* **Input data**
┌──
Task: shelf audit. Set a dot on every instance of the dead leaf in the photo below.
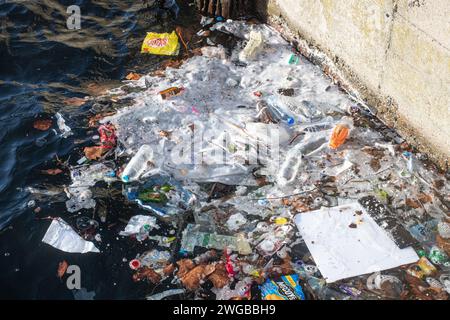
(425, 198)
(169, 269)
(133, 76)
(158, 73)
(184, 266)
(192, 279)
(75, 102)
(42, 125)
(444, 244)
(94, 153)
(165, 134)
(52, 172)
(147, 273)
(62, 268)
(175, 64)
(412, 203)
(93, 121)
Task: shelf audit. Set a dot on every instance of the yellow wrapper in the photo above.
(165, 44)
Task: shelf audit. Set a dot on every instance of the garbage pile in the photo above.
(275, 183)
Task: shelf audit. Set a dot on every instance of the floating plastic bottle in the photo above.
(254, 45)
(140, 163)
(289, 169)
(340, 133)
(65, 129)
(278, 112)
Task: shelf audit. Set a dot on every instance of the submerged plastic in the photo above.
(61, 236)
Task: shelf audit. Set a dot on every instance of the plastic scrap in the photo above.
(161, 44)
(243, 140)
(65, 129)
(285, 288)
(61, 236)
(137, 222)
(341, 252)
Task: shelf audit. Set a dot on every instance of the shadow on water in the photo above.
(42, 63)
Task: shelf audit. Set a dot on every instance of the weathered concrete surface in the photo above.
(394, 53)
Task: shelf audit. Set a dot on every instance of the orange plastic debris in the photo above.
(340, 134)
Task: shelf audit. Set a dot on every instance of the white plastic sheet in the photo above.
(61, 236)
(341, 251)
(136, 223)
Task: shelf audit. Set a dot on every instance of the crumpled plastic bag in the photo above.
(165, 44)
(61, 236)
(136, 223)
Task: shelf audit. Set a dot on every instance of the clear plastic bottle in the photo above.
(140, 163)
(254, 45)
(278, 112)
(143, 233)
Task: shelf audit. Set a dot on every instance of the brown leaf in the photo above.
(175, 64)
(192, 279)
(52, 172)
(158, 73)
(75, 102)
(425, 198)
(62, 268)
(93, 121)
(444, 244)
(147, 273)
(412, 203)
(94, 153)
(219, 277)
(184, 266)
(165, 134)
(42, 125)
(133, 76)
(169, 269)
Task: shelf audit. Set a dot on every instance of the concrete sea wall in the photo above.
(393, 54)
└──
┌──
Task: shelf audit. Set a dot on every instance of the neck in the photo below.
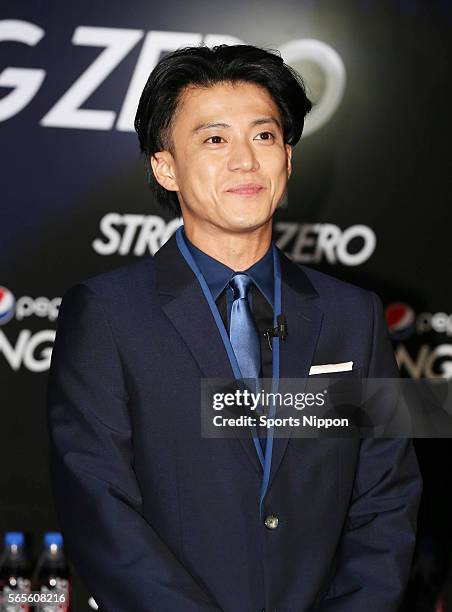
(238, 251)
└──
* **Goal of the exercise**
Count the lines of the data above that contain the string "bottle", treating uppercase and lowercase as different. Reply with the number alone.

* **Exercise output**
2